Stored data entries:
★ ★ ★ ★ ★ ★ ★

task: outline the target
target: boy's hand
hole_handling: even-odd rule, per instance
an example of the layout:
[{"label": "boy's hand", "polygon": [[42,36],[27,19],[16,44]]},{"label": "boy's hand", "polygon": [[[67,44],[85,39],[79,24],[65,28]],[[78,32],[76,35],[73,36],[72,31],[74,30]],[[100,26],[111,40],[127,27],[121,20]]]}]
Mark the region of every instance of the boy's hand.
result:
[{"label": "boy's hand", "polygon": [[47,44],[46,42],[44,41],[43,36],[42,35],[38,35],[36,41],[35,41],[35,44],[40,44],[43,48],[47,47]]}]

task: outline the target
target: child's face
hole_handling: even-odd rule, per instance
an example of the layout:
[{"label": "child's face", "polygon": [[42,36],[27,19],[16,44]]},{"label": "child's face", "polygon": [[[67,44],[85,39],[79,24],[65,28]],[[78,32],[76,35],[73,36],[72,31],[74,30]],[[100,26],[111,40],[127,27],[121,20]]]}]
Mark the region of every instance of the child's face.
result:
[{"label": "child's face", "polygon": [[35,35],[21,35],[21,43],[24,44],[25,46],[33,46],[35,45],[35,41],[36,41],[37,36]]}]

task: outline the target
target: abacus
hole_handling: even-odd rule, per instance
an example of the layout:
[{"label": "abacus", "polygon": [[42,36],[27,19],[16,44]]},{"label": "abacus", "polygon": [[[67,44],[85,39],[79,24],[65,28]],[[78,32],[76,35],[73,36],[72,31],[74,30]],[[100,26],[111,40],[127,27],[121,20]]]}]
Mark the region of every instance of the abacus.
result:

★ ★ ★ ★ ★ ★ ★

• _Exercise task_
Please state only how many lines in the items above contain the string "every", treating uppercase and lowercase as different.

• _Final answer_
3